AVAILABLE DATA:

_ _ _ _ _

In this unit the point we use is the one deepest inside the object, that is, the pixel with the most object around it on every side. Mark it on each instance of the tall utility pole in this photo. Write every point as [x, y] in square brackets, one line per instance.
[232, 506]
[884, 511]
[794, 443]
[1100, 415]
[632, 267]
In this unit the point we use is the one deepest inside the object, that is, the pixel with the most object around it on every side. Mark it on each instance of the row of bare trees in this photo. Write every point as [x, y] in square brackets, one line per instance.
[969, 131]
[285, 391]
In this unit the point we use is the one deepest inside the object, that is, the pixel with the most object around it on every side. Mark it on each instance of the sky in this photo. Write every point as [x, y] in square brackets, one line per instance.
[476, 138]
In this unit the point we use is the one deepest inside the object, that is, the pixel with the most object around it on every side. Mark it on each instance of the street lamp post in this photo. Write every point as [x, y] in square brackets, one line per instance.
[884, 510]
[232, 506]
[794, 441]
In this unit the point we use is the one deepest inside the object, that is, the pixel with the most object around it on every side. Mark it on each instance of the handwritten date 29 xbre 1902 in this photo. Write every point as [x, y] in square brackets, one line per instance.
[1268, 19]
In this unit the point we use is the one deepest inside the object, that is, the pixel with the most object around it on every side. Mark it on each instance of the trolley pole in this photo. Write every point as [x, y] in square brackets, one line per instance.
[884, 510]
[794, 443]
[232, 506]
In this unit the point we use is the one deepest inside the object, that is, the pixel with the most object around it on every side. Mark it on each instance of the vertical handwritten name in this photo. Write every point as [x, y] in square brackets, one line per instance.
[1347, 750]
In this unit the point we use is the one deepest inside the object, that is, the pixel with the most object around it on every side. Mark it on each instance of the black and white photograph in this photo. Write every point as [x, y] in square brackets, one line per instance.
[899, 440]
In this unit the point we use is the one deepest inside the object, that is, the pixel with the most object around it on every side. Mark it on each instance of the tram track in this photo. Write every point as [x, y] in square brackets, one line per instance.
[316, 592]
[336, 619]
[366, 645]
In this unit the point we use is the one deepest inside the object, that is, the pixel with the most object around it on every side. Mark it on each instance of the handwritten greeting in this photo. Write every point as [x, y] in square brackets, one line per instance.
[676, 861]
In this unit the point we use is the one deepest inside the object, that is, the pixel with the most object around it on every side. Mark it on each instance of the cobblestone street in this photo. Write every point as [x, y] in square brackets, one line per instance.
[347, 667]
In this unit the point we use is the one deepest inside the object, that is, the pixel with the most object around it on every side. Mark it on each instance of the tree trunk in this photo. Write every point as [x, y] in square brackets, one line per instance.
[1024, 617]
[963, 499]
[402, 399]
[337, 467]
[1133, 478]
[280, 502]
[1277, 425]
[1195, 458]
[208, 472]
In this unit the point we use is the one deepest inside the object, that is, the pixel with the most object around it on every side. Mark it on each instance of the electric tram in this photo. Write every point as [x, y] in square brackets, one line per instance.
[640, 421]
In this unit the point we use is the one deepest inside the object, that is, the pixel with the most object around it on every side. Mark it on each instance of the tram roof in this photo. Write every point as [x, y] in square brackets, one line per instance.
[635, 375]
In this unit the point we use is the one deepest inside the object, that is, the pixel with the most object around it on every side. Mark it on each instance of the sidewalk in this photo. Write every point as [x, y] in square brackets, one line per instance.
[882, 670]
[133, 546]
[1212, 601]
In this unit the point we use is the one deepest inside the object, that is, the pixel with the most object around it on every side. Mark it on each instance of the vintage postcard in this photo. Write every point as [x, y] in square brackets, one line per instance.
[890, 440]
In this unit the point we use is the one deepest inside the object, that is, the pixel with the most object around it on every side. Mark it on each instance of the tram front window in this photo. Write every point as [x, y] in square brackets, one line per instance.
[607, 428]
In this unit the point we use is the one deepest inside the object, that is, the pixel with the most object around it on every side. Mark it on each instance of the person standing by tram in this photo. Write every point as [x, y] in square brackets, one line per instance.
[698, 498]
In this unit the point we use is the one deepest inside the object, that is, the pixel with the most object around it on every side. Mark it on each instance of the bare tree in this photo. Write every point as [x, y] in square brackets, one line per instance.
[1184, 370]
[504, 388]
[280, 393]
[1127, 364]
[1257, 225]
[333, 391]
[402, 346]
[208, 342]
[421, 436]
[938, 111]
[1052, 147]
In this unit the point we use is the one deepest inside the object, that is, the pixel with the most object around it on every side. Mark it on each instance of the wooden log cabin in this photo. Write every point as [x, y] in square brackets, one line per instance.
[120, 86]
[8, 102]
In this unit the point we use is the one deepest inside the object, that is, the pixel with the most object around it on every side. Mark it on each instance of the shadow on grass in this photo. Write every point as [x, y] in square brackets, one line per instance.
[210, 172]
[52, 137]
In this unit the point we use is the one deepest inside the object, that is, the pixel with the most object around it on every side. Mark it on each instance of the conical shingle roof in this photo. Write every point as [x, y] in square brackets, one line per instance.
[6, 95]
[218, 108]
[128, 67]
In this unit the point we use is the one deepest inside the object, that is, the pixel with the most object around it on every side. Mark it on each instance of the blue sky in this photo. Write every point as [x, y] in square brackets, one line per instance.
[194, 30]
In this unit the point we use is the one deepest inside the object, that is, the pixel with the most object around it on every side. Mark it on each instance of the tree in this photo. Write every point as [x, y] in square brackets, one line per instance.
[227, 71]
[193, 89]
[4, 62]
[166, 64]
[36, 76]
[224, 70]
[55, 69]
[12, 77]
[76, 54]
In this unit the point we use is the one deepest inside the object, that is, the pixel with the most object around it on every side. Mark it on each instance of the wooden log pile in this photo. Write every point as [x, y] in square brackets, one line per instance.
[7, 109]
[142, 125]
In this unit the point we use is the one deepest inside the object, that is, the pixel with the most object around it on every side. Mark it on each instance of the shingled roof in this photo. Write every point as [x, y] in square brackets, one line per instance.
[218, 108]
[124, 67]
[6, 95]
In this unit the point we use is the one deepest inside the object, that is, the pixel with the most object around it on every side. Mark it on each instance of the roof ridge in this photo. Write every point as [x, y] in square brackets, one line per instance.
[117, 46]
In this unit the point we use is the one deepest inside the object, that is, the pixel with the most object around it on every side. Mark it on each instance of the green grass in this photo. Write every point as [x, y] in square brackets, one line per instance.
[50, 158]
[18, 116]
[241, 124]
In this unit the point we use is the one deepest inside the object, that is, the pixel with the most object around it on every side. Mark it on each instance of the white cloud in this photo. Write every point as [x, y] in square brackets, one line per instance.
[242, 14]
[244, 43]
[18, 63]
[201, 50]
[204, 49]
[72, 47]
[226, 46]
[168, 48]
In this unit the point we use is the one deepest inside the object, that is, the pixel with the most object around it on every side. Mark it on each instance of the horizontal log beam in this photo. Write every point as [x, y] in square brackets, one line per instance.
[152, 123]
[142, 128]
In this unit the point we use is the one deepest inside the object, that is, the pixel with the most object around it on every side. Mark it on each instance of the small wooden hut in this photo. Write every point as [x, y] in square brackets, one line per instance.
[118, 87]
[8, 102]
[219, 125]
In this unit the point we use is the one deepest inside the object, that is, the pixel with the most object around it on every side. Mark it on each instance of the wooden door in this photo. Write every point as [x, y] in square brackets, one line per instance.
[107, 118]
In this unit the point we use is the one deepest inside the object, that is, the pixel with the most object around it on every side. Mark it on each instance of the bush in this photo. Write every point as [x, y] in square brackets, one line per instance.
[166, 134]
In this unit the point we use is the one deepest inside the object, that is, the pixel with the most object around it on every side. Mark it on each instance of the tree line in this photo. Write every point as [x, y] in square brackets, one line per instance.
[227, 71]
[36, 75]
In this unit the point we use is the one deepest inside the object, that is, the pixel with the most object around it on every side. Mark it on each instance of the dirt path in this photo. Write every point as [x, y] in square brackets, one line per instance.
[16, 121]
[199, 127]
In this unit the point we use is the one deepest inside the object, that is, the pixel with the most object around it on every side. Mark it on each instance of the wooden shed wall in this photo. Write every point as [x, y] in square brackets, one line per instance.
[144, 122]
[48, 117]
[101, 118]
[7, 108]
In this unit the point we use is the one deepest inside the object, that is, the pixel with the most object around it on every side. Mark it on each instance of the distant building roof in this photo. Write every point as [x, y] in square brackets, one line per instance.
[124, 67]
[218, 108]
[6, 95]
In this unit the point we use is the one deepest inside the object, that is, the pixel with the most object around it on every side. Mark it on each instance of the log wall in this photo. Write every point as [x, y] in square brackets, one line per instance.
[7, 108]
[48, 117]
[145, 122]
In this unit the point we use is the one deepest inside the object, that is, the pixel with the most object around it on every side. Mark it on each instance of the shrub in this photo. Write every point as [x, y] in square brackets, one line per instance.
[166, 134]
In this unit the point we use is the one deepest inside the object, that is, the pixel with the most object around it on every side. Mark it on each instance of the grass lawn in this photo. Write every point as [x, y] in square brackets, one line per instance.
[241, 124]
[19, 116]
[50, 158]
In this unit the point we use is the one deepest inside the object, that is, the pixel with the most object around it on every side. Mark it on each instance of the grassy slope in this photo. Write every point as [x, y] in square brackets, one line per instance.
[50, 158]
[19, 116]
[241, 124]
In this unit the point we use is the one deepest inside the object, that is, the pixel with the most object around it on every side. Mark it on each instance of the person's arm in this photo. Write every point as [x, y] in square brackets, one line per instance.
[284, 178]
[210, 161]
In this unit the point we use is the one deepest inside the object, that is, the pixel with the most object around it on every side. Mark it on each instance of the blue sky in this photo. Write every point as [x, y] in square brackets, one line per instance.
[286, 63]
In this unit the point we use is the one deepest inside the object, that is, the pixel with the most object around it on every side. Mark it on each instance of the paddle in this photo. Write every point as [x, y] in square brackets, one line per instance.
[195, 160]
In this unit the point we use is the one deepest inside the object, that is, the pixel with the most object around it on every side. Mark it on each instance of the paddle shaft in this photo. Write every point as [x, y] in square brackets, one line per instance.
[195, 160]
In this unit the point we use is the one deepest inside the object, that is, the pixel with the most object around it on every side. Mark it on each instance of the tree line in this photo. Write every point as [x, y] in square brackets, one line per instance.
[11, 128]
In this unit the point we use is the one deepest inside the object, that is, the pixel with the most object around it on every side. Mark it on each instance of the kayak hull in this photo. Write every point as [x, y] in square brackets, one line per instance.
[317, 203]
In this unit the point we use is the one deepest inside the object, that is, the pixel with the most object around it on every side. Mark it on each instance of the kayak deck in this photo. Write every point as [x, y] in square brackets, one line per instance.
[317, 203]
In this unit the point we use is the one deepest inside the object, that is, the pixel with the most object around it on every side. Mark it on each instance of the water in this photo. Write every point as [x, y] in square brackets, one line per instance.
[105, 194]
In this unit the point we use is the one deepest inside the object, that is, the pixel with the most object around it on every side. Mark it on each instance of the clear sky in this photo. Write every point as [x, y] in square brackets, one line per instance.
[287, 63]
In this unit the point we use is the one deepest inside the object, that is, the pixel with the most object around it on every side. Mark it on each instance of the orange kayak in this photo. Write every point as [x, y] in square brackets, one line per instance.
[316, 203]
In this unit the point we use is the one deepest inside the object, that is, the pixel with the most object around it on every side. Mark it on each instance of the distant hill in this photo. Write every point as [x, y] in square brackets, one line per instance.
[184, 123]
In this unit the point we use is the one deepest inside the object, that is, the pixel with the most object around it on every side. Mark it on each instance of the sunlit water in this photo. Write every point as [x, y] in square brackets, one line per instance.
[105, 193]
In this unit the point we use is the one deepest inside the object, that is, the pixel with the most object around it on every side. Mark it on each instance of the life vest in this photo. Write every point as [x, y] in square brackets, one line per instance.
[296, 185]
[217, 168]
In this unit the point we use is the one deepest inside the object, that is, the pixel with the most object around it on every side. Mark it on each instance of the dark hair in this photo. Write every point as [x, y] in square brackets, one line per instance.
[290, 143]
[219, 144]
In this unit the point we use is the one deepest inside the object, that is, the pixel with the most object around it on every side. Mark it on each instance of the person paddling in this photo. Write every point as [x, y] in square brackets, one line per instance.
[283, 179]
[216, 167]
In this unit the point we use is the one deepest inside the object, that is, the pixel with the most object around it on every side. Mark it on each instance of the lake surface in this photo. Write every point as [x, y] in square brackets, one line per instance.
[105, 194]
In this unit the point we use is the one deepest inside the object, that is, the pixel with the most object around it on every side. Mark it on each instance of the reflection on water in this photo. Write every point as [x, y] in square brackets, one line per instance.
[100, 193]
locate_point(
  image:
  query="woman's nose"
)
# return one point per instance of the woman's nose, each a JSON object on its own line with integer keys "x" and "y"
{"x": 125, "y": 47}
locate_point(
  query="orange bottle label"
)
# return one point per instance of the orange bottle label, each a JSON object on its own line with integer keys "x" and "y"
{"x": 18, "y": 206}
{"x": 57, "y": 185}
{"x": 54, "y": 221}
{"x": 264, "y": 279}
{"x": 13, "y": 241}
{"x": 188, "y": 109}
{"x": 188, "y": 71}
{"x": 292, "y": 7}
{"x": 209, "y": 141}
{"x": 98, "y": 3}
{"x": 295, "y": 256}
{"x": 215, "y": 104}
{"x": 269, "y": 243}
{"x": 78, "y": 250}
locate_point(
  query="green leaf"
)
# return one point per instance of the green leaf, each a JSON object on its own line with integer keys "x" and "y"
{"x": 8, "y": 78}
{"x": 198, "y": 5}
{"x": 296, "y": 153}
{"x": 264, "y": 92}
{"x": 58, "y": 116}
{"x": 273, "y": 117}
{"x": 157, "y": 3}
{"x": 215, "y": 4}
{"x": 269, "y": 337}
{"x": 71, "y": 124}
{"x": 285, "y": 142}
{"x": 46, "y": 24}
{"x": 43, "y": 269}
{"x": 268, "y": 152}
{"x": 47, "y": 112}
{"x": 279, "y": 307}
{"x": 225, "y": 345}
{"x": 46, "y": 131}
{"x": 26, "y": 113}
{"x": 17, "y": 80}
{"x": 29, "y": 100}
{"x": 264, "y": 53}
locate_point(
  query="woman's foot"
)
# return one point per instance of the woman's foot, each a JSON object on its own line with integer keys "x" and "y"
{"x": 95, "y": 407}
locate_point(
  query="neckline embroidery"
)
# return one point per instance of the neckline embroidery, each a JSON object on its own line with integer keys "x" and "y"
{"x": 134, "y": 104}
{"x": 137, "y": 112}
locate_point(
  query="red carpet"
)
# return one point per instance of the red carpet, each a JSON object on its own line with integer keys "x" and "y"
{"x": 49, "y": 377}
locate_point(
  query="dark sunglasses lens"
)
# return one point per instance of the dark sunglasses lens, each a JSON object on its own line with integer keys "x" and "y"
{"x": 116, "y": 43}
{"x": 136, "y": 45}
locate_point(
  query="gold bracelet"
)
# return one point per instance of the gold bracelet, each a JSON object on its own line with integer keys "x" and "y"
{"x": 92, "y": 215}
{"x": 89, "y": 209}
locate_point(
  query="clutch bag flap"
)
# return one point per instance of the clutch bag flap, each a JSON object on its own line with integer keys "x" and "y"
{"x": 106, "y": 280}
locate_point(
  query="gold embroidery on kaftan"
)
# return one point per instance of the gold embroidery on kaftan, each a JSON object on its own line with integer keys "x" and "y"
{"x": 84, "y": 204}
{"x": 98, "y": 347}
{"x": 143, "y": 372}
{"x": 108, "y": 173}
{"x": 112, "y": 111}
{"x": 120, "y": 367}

_ _ _ _ _

Check each line above for the string "query" and show the ones that have it.

  query="woman's nose"
  query="orange bottle label"
  query="green leaf"
  query="woman's foot"
  query="neckline embroidery"
  query="red carpet"
  query="dark sunglasses lens"
  query="gold bracelet"
  query="clutch bag flap"
  query="gold embroidery on kaftan"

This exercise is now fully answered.